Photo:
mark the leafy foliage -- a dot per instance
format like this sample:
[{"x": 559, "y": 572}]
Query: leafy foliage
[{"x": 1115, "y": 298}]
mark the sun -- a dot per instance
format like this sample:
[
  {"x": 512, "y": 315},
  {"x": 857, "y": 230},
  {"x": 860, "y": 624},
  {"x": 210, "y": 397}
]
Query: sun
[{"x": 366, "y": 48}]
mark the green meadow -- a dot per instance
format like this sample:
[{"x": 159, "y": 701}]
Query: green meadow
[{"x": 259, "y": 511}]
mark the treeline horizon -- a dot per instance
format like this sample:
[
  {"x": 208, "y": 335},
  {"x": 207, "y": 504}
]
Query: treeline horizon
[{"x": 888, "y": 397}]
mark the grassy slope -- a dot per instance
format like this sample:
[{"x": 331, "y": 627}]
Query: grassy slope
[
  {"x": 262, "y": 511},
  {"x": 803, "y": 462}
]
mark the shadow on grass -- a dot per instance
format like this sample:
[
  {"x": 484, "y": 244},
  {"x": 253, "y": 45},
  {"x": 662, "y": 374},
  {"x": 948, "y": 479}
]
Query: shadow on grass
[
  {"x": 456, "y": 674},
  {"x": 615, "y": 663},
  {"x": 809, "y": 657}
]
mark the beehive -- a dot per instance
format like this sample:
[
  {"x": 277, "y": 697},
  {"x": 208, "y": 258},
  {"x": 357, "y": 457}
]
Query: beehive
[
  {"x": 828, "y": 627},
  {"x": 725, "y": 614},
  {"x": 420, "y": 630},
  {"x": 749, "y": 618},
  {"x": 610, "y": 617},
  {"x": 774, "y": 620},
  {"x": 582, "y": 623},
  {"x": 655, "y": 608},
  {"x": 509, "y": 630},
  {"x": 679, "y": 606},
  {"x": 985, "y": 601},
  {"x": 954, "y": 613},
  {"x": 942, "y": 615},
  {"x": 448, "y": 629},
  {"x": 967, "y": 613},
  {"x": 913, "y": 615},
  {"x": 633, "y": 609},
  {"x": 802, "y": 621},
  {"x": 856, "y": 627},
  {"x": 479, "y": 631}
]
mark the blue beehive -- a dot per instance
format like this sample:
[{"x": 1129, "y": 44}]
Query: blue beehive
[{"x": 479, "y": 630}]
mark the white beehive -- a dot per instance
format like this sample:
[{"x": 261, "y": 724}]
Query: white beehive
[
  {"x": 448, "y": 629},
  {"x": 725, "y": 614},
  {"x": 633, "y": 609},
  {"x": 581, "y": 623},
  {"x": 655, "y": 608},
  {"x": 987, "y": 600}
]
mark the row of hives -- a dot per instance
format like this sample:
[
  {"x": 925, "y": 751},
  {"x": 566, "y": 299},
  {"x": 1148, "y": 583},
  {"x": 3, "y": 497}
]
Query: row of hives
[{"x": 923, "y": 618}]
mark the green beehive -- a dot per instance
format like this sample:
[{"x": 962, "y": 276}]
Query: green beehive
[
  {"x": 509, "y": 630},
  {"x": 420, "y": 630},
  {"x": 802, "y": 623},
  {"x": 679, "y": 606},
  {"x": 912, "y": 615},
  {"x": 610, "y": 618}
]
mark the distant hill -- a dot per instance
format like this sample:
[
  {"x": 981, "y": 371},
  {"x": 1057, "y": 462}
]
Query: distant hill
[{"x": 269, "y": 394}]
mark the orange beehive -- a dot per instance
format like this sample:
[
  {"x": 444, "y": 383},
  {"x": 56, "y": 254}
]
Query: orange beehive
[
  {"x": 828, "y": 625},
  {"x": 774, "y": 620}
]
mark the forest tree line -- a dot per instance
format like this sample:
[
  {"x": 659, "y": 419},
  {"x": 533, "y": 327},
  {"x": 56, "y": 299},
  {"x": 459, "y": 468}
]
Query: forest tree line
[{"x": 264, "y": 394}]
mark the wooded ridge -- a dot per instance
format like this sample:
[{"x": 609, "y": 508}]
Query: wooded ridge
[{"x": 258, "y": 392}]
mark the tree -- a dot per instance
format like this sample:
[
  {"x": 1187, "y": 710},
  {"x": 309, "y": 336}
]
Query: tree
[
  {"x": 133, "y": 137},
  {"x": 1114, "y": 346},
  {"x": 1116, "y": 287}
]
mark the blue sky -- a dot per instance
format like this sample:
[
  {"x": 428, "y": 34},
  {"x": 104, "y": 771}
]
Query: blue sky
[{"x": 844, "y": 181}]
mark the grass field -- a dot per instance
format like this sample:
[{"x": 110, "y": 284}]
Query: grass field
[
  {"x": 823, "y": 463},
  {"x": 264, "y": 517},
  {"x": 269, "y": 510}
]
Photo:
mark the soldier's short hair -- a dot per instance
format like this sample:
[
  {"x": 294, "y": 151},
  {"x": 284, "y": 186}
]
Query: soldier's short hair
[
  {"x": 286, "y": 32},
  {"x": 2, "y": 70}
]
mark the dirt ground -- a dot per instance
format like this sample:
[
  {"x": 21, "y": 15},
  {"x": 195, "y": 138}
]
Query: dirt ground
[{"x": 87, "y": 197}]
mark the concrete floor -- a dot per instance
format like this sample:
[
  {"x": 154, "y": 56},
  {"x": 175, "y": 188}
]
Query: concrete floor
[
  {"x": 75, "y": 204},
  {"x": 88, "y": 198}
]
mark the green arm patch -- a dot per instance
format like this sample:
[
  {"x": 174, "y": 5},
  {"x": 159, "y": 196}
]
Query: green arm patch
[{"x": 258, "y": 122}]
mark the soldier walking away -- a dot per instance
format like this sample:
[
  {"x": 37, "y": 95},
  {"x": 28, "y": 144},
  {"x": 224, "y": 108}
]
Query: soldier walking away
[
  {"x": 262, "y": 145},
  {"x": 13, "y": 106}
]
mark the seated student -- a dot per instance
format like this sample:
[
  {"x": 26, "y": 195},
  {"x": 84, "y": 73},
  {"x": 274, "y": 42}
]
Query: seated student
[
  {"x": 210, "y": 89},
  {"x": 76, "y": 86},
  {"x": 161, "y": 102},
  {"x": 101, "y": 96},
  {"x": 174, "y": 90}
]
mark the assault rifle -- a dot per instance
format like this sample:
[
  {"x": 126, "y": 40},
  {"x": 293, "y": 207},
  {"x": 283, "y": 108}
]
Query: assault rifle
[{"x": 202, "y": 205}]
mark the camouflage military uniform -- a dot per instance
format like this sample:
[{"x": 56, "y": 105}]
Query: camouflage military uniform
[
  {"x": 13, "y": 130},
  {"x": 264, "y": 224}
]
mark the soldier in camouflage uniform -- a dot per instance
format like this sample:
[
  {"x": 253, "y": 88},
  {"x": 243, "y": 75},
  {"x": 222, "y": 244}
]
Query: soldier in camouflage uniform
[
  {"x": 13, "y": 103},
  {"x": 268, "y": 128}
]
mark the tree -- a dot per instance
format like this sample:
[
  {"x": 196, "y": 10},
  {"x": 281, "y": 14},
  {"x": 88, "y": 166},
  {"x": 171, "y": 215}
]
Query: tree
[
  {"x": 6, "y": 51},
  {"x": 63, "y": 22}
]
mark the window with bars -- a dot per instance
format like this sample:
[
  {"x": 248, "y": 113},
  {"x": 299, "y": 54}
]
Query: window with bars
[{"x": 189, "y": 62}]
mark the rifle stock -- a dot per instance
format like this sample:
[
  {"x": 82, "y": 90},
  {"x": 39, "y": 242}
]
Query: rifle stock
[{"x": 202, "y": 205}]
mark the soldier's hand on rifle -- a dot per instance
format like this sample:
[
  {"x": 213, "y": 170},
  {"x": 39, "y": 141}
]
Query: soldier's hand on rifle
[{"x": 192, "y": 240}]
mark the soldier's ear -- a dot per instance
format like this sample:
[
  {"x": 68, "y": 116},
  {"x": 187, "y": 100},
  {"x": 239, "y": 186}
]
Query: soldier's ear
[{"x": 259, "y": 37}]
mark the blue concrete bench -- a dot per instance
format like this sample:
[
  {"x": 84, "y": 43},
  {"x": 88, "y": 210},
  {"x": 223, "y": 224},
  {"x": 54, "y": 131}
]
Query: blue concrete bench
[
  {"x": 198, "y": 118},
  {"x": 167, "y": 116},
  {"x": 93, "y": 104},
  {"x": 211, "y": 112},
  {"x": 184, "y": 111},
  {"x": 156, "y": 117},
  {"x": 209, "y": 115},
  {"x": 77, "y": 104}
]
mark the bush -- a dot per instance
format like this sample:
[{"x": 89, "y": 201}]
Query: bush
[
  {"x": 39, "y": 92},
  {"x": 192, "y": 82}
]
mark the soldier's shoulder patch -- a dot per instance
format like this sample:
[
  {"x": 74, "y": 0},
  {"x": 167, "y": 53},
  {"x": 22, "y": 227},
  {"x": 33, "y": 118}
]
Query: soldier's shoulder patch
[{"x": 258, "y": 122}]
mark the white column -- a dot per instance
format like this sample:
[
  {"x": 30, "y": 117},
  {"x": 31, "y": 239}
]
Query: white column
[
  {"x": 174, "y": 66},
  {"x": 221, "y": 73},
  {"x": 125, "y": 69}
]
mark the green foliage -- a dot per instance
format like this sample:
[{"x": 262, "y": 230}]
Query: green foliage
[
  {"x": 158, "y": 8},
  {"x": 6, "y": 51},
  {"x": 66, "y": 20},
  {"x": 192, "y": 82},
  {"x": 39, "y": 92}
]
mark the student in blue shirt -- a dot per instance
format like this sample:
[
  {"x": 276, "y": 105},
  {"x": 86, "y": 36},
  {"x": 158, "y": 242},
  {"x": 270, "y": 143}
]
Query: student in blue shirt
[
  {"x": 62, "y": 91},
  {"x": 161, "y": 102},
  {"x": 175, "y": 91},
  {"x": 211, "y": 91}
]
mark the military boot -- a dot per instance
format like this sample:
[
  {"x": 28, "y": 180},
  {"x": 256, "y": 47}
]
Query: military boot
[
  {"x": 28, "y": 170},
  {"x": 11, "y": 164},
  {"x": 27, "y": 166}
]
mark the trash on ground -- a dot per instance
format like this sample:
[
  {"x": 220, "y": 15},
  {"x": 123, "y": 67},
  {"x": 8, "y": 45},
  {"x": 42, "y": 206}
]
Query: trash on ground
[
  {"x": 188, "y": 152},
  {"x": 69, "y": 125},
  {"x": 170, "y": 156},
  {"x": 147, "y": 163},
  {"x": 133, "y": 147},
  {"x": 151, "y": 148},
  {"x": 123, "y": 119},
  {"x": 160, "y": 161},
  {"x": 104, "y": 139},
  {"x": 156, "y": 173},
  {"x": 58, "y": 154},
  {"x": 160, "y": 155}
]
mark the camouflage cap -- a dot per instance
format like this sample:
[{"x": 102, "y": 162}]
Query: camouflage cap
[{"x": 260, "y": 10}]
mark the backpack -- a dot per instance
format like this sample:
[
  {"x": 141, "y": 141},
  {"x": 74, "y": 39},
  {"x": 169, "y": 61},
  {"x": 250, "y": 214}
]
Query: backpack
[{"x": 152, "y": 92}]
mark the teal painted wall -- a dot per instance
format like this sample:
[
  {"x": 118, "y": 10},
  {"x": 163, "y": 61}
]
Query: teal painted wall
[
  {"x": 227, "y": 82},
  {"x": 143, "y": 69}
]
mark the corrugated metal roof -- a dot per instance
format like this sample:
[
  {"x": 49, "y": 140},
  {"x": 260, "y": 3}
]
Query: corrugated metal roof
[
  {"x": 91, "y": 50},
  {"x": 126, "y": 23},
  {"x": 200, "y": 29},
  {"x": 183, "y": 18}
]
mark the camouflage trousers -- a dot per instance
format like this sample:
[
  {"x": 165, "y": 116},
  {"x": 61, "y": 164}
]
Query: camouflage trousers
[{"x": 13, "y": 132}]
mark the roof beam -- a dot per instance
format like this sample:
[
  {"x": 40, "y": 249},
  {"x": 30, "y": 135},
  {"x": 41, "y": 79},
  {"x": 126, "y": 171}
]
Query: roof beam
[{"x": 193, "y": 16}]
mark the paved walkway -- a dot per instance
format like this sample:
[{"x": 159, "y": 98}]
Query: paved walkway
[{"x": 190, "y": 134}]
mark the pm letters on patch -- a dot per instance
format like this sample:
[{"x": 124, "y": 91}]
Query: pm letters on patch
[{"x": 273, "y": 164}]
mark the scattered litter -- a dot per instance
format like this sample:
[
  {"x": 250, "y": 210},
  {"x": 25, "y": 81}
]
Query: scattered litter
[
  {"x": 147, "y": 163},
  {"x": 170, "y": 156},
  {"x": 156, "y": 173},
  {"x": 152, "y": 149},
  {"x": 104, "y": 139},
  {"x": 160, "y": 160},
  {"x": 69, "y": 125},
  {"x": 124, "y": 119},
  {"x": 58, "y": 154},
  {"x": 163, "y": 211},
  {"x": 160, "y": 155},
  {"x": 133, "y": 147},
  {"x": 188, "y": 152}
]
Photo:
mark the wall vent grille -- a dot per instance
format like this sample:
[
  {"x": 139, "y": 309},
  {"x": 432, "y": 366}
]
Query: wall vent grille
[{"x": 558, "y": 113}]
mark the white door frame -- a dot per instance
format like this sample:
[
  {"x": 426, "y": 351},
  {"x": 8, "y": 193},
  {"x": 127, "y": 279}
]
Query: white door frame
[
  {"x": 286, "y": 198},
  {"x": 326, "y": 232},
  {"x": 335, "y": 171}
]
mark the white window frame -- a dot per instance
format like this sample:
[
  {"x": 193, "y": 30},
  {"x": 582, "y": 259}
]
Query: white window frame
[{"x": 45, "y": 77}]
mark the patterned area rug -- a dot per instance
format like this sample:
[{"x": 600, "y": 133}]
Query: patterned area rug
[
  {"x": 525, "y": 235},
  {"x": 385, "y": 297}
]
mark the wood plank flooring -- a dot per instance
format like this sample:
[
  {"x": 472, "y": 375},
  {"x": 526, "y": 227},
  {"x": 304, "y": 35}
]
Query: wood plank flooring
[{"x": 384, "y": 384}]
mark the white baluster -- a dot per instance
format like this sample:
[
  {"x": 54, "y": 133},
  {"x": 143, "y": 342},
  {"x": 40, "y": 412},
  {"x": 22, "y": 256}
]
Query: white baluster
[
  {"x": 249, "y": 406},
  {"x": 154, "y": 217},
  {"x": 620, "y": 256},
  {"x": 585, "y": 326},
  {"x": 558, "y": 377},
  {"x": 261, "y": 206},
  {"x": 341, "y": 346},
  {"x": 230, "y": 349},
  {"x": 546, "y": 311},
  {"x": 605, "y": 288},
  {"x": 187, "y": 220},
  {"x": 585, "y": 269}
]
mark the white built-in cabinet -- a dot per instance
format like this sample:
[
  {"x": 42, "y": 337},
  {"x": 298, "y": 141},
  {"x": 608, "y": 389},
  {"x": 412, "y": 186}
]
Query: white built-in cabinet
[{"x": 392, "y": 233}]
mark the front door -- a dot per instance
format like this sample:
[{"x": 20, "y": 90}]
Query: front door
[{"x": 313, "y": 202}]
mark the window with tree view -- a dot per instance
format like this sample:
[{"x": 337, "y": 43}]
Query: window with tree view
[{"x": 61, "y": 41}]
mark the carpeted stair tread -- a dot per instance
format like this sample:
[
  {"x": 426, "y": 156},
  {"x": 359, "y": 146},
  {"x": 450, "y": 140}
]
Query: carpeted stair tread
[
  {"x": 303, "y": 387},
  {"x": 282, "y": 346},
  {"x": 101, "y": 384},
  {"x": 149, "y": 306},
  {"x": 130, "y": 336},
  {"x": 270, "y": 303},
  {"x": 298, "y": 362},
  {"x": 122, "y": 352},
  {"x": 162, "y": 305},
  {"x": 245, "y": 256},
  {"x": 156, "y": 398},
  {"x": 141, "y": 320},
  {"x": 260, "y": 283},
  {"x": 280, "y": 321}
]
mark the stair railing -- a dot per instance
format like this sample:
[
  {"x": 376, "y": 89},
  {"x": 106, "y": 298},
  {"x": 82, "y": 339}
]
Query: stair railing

### Work required
Copy out the data word for word, starting at the line with "mark the stair railing -- a dot per instance" and going through the last line of the data, with both of those lines included.

### Exercise solution
mark the stair railing -- a dot per instance
format like this sample:
[
  {"x": 376, "y": 89},
  {"x": 106, "y": 298},
  {"x": 82, "y": 339}
]
Query: stair railing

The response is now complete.